# [The problem]
Copy the listing below word for word, from its first line through the line containing "[(397, 424)]", including both. Leave out the pictures.
---------------
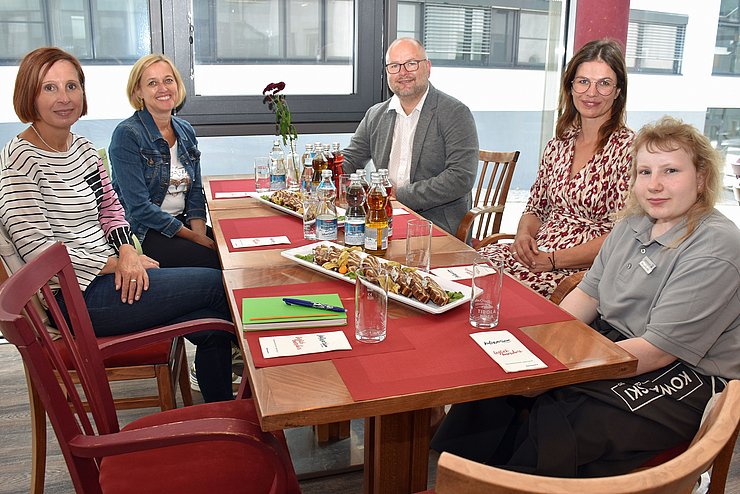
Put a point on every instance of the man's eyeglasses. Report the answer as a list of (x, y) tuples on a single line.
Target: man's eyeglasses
[(605, 87), (411, 66)]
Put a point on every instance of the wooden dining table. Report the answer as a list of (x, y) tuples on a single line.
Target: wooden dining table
[(397, 424)]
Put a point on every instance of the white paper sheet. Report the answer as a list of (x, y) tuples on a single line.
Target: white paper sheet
[(239, 243), (231, 195), (302, 344), (507, 351), (454, 272)]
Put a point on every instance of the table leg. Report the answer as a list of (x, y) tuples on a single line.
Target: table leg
[(397, 452)]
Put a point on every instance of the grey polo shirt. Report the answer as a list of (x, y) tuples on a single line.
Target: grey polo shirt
[(683, 299)]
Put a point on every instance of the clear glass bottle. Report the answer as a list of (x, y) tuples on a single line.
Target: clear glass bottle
[(320, 163), (293, 169), (277, 167), (307, 173), (337, 163), (389, 191), (376, 219), (354, 217), (326, 214)]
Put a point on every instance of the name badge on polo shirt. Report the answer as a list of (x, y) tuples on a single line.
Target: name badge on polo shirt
[(647, 265)]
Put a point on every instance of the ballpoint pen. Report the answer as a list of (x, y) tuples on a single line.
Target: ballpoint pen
[(315, 305)]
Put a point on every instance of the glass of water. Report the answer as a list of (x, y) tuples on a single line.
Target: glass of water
[(371, 306), (262, 174)]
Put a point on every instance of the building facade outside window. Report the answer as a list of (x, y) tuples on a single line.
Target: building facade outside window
[(96, 31)]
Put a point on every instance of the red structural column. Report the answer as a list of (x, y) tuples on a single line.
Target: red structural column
[(601, 19)]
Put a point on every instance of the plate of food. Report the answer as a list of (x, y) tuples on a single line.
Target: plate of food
[(407, 285), (289, 202)]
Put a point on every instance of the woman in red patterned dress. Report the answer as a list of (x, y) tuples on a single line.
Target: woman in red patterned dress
[(583, 177)]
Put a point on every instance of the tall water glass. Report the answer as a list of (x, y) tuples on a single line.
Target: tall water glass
[(419, 244), (485, 301), (310, 206), (371, 306), (342, 192), (262, 174)]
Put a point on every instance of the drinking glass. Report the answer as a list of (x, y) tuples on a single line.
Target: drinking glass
[(342, 193), (485, 301), (371, 306), (419, 244), (262, 174)]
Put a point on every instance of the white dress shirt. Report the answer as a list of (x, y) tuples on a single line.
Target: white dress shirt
[(399, 164)]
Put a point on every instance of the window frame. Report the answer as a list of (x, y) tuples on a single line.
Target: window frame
[(247, 115)]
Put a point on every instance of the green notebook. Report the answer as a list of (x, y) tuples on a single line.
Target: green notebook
[(259, 313)]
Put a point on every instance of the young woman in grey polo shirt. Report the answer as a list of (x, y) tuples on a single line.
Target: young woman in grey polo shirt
[(666, 287)]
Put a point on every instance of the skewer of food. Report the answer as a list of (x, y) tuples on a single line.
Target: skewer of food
[(402, 280)]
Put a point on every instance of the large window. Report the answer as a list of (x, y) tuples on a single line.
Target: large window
[(96, 31), (655, 42), (328, 59), (726, 51), (494, 33)]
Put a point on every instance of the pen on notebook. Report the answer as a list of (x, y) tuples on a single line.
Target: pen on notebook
[(315, 305)]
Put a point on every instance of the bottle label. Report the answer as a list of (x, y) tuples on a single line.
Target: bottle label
[(371, 238), (354, 232), (326, 227), (277, 182)]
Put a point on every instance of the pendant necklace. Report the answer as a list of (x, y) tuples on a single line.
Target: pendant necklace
[(46, 143)]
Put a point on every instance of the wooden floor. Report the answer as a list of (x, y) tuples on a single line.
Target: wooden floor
[(15, 445)]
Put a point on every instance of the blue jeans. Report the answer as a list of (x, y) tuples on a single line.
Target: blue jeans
[(174, 295)]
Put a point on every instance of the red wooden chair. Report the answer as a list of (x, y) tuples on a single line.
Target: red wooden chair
[(214, 447)]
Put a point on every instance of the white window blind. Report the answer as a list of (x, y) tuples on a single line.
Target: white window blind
[(456, 32), (654, 45)]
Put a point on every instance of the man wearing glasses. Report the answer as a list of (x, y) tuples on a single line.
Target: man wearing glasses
[(426, 139)]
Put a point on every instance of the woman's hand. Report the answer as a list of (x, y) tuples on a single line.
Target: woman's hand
[(129, 271), (524, 249)]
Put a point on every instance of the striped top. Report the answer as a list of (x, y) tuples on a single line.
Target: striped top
[(48, 197)]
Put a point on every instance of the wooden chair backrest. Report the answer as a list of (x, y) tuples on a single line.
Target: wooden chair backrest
[(22, 327), (492, 189), (712, 446)]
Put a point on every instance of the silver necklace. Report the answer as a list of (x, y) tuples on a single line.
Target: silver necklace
[(46, 143)]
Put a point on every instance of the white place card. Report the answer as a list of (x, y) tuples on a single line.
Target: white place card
[(302, 344), (507, 351), (241, 243), (231, 195), (454, 272)]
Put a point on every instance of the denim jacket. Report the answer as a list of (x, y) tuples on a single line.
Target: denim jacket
[(140, 170)]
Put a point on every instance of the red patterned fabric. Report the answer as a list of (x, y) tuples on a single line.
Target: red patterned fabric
[(572, 210)]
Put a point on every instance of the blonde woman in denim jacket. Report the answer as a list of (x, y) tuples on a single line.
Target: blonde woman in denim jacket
[(156, 169)]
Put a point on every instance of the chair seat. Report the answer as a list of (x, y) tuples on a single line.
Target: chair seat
[(211, 466), (156, 353)]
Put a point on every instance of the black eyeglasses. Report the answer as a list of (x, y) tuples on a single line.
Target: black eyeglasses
[(411, 66), (604, 87)]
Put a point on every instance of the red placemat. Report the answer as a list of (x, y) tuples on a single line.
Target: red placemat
[(401, 222), (520, 307), (443, 356), (235, 185), (395, 340), (264, 226)]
---------------
# [Written response]
Put a point on every instance of the man's eyeglasses. Report the answer as a list of (x, y) tuples on a single line.
Target: man's eyeglasses
[(605, 87), (411, 66)]
Put a point on every instance of the wooden dining table. Report the answer as a list of (x, y) tuples on a single line.
Target: wooden dining table
[(397, 424)]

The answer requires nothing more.